- [Check your understanding]
A. From the BMW iX1 article below, list every vehicle model it names from carmakers other than BMW.
B. Write the next part of the BMW iX1 article below, picking up after its final sentence.

- [Text excerpt]

= = = =

BMW Australia’s growing range of electric vehicles will expand further in the first quarter of 2023 with the just-revealed iX1 small SUV, an entry point to replace the defunct i3 hatch.
“In its third model generation, the BMW X1 also offers a gateway to BMW i-style electric mobility for a wide target audience,” the company says, adding it’s the first compact model “based on a flexible vehicle architecture to feature an all-electric drive system”.
This means its platform or architecture (called FAAR internally) can house EVs, plug-in hybrids, and regular combustion engines alike.
The German-built (car and batteries are both produced at the Regensburg plant) iX1 will give Bimmer an answer to similar competitor models such as the Mercedes-Benz EQA, Volvo XC40 Recharge, and the Tesla Model Y – if the latter ever does actually arrive here.
Other small- to mid-sized electric SUVs arriving new to the Australian market in 2022 or 2023 include the Genesis Electrified GV70, Mercedes-Benz EQB, Renault Megane E-Tech, and the Toyota bZ4X and Subaru Solterra twins.
The BMW iX1 is no entry level EV on spec, with some pretty impressive performance stats: front and rear axle electric drive motors, allowing e-AWD, and system power and torque of 230kW and 494Nm. That’s sufficient for a claimed zero to 100km/h time of 5.7 seconds.

= = = =

- [Information shown]
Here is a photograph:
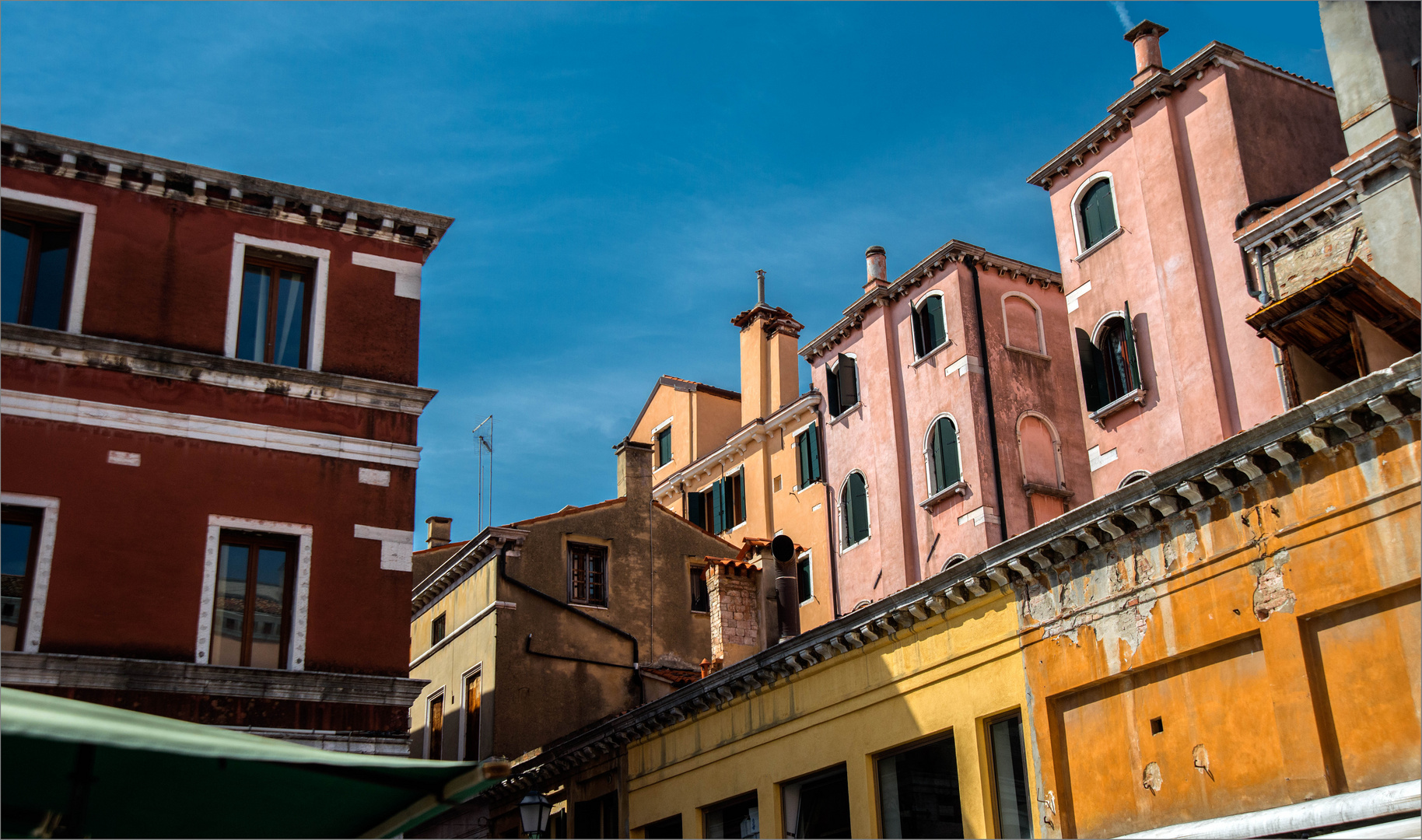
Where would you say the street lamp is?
[519,793,553,837]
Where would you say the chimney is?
[1126,20,1170,84]
[864,244,889,294]
[613,438,651,502]
[426,516,454,548]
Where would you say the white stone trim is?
[194,513,313,671]
[0,493,60,654]
[222,233,331,371]
[0,390,419,467]
[352,251,424,300]
[356,524,415,572]
[0,186,98,333]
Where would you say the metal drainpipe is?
[963,256,1007,543]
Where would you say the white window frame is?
[222,233,330,371]
[194,513,313,671]
[0,493,60,654]
[1070,170,1120,260]
[0,186,98,333]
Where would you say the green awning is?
[0,688,509,837]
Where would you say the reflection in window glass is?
[879,737,963,837]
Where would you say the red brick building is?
[0,127,452,754]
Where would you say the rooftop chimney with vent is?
[1126,20,1170,84]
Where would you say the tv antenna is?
[474,414,493,533]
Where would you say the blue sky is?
[0,3,1329,539]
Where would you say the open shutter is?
[1126,301,1140,388]
[1077,327,1106,411]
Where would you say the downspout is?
[963,256,1007,543]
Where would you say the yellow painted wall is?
[627,590,1038,837]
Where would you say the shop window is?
[988,713,1032,837]
[910,294,948,359]
[879,735,964,837]
[781,765,850,838]
[208,530,297,668]
[0,213,79,330]
[825,352,859,416]
[0,505,44,651]
[702,793,761,837]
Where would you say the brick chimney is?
[864,244,889,294]
[613,438,651,502]
[1126,20,1170,84]
[426,516,454,548]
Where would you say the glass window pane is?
[271,271,306,368]
[0,219,30,324]
[250,548,289,668]
[30,230,72,330]
[208,544,249,665]
[237,266,271,361]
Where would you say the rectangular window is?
[879,735,963,837]
[988,713,1032,837]
[701,793,761,837]
[0,505,44,651]
[426,694,443,761]
[0,213,77,330]
[471,674,484,761]
[691,565,711,613]
[657,426,671,466]
[795,424,823,489]
[208,530,297,668]
[237,259,311,368]
[567,543,608,607]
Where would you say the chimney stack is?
[426,516,454,548]
[1126,20,1170,84]
[864,244,889,294]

= = = =

- [Answers to the tasks]
A. Mercedes-Benz EQA, Volvo XC40 Recharge, Tesla Model Y, Genesis Electrified GV70, Mercedes-Benz EQB, Renault Megane E-Tech, Toyota bZ4X, Subaru Solterra

B.
Meanwhile the battery allows a driving range on the European WLTP cycle of between 413km and 438km. The iX1 supports both single- and three-phase AC charging at a rate of up to 11kW, though you can optionally increase this to 22kW. It supports DC charging at up to 130kW.
As with other electric BMWs, the iX1 features BMW IconicSounds Electric, synthetic engine noise created by famous composer Hans Zimmer.
The iX1 is the latest BMW to receive the brand’s new Operating System 8 and Curved Display, which features a 10.25-inch digital instrument cluster and 10.7-inch touchscreen infotainment system in one display.
Meanwhile, on the electrified front, BMW will also offer X1 xDrive25e and xDrive30e plug-in hybrids with claimed EV-only driving range of between 78 and 89km – however, there’s no current timeline on if or when these could come to Australia.
Priority production, as always with PHEVs, goes to regions with binding emissions-reduction schemes such as Europe.